Given request 1: Could you extract the excerpt on Colorado's legal marijuana debate, reproducing it word for word?

:: Excerpt

Governors do not have the power under Colorado law to simply call a statewide vote on a ballot issue, but their support of such initiatives can raise the profile and fundraising ability of ballot issue campaigns.
The marijuana industry balked at Beauprez’s suggestion that voters should consider a repeal of the law, known as Amendment 64.
“Bob Beauprez’s statements are misguided,” wrote Mike Elliot of the Marijuana Industry Group. “Repealing Amendment 64 would kill tens of thousands of jobs, destroy thousands of businesses, and return us to a failed policy that emboldens the black market and drug cartels.”
Marijuana advocates are fond of noting that marijuana got more votes than President Obama did in Colorado during the 2012 election, with 55 percent in favor.
However, recent polling has appeared to show at least some degree of regret.
A USA Today/Suffolk University poll last month found that 50 percent of voters now disagree with the decision to legalize pot, while 46 still agreed with the policy.
A vote on repealing legal marijuana could be forced in one of two ways: a two-thirds vote of the state legislature, or a signature-gathering petition.
The relatively low number of voter signatures required (currently 86,000) to force a vote on issues was a major factor in making Colorado the first state in the nation to legalize cannabis sales to adults, drawing some state lawmakers to advocate for a higher number of signatures for ballot initiatives that would amend the state constitution.

::::
:: Excerpted data

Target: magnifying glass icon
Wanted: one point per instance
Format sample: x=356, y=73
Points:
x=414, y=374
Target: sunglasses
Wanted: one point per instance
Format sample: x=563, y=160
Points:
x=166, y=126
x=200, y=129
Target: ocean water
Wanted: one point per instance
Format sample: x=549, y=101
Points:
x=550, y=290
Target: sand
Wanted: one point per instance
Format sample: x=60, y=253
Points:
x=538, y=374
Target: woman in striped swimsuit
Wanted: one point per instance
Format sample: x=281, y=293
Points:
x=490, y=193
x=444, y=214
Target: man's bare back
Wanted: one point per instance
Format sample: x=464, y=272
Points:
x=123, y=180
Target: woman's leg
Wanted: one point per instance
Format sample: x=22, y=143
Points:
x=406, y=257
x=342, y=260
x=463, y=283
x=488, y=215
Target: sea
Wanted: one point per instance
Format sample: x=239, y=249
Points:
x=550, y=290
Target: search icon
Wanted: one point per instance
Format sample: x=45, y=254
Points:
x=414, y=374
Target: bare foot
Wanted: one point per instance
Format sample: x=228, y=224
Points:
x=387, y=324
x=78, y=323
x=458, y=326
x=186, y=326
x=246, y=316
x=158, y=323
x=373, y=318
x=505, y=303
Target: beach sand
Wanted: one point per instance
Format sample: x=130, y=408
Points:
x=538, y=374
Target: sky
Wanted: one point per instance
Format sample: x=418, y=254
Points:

::::
:: Excerpted data

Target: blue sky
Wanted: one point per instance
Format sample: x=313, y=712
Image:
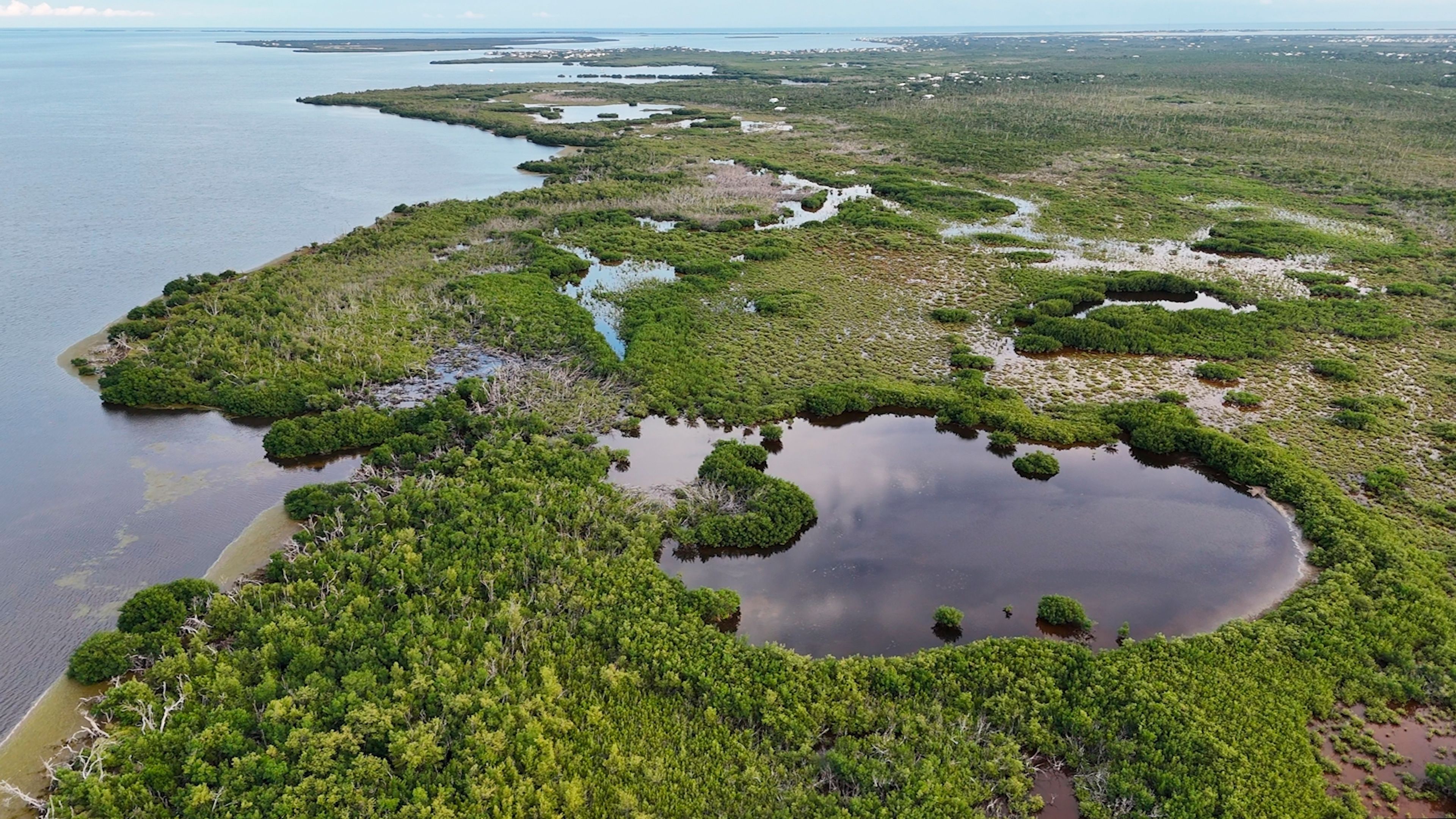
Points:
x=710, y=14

::::

Given request 2: Can you copy, verbatim, the stretch of the records from the line containing "Target: blue sky" through the line containing "x=710, y=14", omitting any pictures?

Exercise response 1:
Governors do not have the power under Colorado law to simply call a statewide vote on a ballot issue, but their support of such initiatives can raise the profile and fundraising ability of ballot issue campaigns.
The marijuana industry balked at Beauprez’s suggestion that voters should consider a repeal of the law, known as Amendment 64.
“Bob Beauprez’s statements are misguided,” wrote Mike Elliot of the Marijuana Industry Group. “Repealing Amendment 64 would kill tens of thousands of jobs, destroy thousands of businesses, and return us to a failed policy that emboldens the black market and drug cartels.”
Marijuana advocates are fond of noting that marijuana got more votes than President Obama did in Colorado during the 2012 election, with 55 percent in favor.
However, recent polling has appeared to show at least some degree of regret.
A USA Today/Suffolk University poll last month found that 50 percent of voters now disagree with the decision to legalize pot, while 46 still agreed with the policy.
A vote on repealing legal marijuana could be forced in one of two ways: a two-thirds vote of the state legislature, or a signature-gathering petition.
The relatively low number of voter signatures required (currently 86,000) to force a vote on issues was a major factor in making Colorado the first state in the nation to legalize cannabis sales to adults, drawing some state lawmakers to advocate for a higher number of signatures for ballot initiatives that would amend the state constitution.

Exercise response 2:
Target: blue sky
Wanted: one point per instance
Format sample: x=313, y=712
Image:
Points:
x=710, y=14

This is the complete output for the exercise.